ЦЕЛЬ УПРАЖНЕНИЯ:
Масштабируйте материал от строки с «of the bare» до строки с «of the green» включительно. Воспроизведите каждую строку целиком, а координаты точек умножьте на 1,6 и округлите до целых, половины — в большую сторону.
*** ИСХОДНЫЙ МАТЕРИАЛ ***
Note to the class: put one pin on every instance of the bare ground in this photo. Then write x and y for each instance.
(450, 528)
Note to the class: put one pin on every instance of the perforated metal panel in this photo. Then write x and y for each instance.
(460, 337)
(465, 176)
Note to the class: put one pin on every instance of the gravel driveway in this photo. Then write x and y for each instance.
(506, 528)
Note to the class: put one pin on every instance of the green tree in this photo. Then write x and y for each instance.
***
*** ИСХОДНЫЙ МАТЕРИАЛ ***
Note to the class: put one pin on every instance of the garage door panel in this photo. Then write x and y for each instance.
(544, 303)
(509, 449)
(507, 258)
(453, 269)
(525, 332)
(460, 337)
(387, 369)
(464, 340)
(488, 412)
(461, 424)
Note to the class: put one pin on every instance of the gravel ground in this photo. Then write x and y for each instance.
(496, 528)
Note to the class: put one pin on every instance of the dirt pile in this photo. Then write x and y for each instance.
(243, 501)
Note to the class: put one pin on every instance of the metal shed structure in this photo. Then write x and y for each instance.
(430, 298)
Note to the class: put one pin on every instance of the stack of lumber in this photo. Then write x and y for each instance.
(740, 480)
***
РЕШЕНИЕ ЗАДАЧИ:
Note to the class: put one pin on every instance of the bare ground in this photo. Then write x and y for each instance.
(720, 845)
Note to the class: put one pin on every instance of the perforated metal panel in this photo. Then write x and y for each instance.
(736, 539)
(744, 282)
Note to the class: put one pin on every instance of the gravel driveway in this photo. Then write x and y for each instance.
(810, 845)
Note to the class: put one pin on every instance of the green tree in this photo. Then write x and y for each instance.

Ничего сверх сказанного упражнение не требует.